## Start EXCERPT PROVIDED
Henri London: ethical shirts
By BEL JACOBS
The path for young designers is not so clear any more. Not everyone is Alexander McQueen; not everyone can afford to run their own brand. But for young artists passionate about sustainability, options are growing. Awareness of the damage wrecked by conventional fashion practices on people, planet and animals has never been so high (thanks, Stacey Dooley!) which means that demand for thoughtful, beautifully made clothing is following suit.
Fashion has to learn to work in different ways, valuing craft and heritage and rejecting the cutthroat pace of seasonal collections.
Case in point: London College of Fashion graduate Henrietta Adams, whose brand, Henri, focuses on just one iconic item: the women’s shirt. And what shirts they are. From relaxed Boyfriends to pretty smocks and overcoats; ethically made in India from organic cotton, there is, literally, a shirt for everyone.
“I wanted to make something timeless and to take the pressure off doing a whole collection and running a business at the same time,” she reflects, sitting in her tiny, light-filled Hackney store.
The original five designs – finely cut and endlessly flattering – remain the core of the business; longevity is key to the brand. “The shirts are made to last,” she adds. “I don’t bring out loads of new designs. Instead, I repeat the ones we sell in different fabrics for each season.”
It was while finding the best materials for her shirts that Henri became drawn into issues of ethics and sustainability. “It’s been a huge learning curve,” she admits. “I went through five years at university and it was a great course but we were never taught about where fabrics came from. When I started the brand, I thought it would be great to be sustainable and to use organic cottons but I wasn’t even sure exactly what those terms meant.”
A visit to India, travelling with the Khadi Initiative, opened Henri’s eyes to the base materials of her shirts, to the importance of ethical sourcing to people in poorer countries and to just what her brand could achieve for them. “Going out and seeing the cotton fields, the harvesting, talking to the farmers,” she remembers. “Seeing the history of the areas we visited and how deeply entwined the fabrics are with the culture, it made a huge impact.
## End EXCERPT PROVIDED
> **WRITTEN TASK A**
According to the article on Henri London, in which country are the brand's shirts ethically made, and from what fabric?
The article and the listing are unrelated to each other.
## Start MATERIAL FOR THIS TASK
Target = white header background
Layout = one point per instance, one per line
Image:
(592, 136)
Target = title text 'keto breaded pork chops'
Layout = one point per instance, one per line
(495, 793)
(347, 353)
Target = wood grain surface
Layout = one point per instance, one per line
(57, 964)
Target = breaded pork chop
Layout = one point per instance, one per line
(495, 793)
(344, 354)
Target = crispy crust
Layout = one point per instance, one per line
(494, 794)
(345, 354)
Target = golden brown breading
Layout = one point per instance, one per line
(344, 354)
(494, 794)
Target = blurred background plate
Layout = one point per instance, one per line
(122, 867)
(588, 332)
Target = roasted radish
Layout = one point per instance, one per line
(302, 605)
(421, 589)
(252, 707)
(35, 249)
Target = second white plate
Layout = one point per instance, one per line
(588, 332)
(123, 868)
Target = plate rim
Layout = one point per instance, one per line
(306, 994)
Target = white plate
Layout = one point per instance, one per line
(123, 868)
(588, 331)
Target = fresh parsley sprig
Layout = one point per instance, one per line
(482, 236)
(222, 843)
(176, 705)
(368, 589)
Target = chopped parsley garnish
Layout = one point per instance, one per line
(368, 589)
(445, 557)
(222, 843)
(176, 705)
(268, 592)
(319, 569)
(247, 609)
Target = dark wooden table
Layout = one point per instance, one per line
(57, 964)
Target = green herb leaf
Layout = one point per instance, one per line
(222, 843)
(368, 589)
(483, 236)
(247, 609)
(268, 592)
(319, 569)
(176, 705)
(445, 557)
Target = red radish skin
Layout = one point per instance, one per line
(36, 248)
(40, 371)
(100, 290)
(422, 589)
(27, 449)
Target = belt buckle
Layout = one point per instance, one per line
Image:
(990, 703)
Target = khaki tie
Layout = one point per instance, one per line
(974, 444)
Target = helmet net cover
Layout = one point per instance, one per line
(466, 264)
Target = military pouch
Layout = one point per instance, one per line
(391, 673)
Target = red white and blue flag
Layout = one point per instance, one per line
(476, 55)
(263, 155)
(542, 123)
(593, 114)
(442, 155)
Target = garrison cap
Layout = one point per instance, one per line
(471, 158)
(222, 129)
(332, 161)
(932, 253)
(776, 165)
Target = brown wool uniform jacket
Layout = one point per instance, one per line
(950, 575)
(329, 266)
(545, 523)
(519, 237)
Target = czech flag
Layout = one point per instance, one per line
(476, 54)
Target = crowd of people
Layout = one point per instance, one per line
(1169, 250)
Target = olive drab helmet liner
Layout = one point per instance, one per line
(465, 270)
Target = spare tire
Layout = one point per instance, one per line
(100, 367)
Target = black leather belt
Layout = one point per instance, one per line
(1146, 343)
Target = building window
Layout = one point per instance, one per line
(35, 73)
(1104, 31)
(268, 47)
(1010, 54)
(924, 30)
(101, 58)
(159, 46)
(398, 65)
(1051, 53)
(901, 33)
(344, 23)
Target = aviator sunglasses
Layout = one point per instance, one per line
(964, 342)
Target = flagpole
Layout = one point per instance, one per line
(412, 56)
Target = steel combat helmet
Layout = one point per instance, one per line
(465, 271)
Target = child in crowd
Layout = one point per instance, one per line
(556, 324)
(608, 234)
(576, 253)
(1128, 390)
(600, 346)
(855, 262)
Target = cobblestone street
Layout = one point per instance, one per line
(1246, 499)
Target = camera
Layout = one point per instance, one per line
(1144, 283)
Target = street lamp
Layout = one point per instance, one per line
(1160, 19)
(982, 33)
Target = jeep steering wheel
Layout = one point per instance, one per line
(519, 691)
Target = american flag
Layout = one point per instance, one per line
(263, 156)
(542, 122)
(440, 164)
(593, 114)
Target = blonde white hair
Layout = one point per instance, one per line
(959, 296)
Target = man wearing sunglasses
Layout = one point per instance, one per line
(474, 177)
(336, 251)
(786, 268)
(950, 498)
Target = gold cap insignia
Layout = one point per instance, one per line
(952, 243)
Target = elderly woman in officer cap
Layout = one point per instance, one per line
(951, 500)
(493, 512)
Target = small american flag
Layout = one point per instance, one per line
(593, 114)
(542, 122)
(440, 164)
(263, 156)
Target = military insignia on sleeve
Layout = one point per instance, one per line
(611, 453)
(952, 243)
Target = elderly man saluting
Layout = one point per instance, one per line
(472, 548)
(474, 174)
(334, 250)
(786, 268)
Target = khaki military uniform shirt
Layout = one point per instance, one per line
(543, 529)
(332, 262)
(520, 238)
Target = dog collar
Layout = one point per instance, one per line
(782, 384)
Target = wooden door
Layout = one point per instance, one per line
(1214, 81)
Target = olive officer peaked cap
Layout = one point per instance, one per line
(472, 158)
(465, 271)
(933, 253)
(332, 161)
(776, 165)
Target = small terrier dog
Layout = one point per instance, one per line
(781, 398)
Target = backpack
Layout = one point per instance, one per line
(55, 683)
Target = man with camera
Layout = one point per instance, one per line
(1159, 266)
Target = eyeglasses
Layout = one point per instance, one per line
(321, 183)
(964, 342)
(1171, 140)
## End MATERIAL FOR THIS TASK
> **WRITTEN TASK B**
Scale the section of the listing that begins with the line containing "Target = small american flag" and runs through the final line of the listing. Reproduce only those lines, requests included, multiplying every coordinate in the answers by 0.65 and rounding to the nearest whole number, with halves rounded up.

> **WRITTEN SOLUTION A**
In India, from organic cotton.

> **WRITTEN SOLUTION B**
Target = small american flag
Layout = one point per instance, one per line
(385, 74)
(352, 79)
(286, 107)
(171, 101)
Target = military insignia on sleeve
Layout = one point per instance, one per line
(397, 294)
(619, 158)
Target = elderly man saluting
Layout = one point per instance, one per line
(307, 356)
(308, 113)
(217, 163)
(511, 174)
Target = khaki military uniform shirt
Layout = one point per instance, one per line
(353, 344)
(216, 170)
(338, 155)
Target = dog collar
Layout = one point per instance, one per line
(508, 250)
Target = wooden door
Layout = one point per instance, one per line
(789, 53)
Target = olive officer peaked cap
Layout = one point per instance, one per line
(307, 103)
(302, 176)
(606, 164)
(216, 105)
(504, 107)
Target = small terrier dog
Layout = one point per instance, one per line
(508, 259)
Target = backpack
Layout = one point per instance, one per line
(36, 444)
Target = man with camera
Layout = one point per instance, one per line
(753, 173)
Target = eyeglasses
Layout = one point per instance, one per line
(209, 119)
(627, 222)
(761, 91)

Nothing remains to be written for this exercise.